Who is Arthur, and why is he hurting so many people? Dr. Rob gives the inside scoop on this villain.
There’s a guy out there who is a real pain. Many of my patients talk about how he messes up their lives, makes it hard to do their daily tasks, and makes them feel very old. His name is Arthur--Arthur Ritis.
Arthritis is a big topic, so I’ll cover the causes, risk factors, and symptoms of osteoarthritis in this article, and next week will discuss prevention and treatment. In a future article, I’ll cover the more severe but less common inflammatory kinds of arthritis, including rheumatoid arthritis.
What Is Osteoarthritis?

Point localization data

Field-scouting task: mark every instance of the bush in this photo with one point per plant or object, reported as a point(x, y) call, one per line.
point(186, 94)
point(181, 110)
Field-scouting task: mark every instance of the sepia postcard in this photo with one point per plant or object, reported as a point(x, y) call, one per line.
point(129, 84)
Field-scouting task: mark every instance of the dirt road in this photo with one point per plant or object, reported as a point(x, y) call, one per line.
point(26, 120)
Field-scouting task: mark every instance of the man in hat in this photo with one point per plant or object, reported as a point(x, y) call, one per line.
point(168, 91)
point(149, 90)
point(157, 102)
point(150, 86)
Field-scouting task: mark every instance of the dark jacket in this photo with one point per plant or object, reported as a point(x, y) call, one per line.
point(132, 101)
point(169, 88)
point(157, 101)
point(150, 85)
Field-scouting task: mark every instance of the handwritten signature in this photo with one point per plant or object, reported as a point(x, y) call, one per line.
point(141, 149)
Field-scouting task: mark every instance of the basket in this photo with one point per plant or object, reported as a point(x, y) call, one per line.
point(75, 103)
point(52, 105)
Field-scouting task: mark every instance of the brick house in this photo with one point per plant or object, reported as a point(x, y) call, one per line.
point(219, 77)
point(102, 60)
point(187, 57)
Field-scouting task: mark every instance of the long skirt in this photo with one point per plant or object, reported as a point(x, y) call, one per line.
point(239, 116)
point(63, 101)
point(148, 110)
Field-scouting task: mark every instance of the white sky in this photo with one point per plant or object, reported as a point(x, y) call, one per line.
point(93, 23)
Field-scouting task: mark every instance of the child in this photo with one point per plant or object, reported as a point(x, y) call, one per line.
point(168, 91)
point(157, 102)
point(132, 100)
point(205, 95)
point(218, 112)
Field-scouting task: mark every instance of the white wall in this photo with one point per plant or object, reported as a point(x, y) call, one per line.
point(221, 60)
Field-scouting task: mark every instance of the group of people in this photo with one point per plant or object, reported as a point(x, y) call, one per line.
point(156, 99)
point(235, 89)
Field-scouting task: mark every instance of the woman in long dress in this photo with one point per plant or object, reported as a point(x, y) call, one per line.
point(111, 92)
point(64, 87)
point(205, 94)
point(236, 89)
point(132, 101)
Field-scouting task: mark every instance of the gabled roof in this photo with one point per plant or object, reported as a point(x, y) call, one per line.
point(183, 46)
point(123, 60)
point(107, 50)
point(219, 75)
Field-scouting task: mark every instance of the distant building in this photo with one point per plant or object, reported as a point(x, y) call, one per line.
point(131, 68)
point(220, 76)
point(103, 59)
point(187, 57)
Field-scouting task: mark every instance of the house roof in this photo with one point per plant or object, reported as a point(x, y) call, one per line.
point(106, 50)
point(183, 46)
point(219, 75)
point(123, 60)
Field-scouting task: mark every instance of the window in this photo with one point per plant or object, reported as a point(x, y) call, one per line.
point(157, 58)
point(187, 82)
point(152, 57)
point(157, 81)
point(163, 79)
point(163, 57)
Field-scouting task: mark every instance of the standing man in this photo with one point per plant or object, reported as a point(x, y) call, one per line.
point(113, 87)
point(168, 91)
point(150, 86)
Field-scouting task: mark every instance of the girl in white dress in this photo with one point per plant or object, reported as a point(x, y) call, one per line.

■ **Problem requirements**: According to the arthritis article, what topics will be discussed next week?

■ **Solved problem**: Prevention and treatment of osteoarthritis.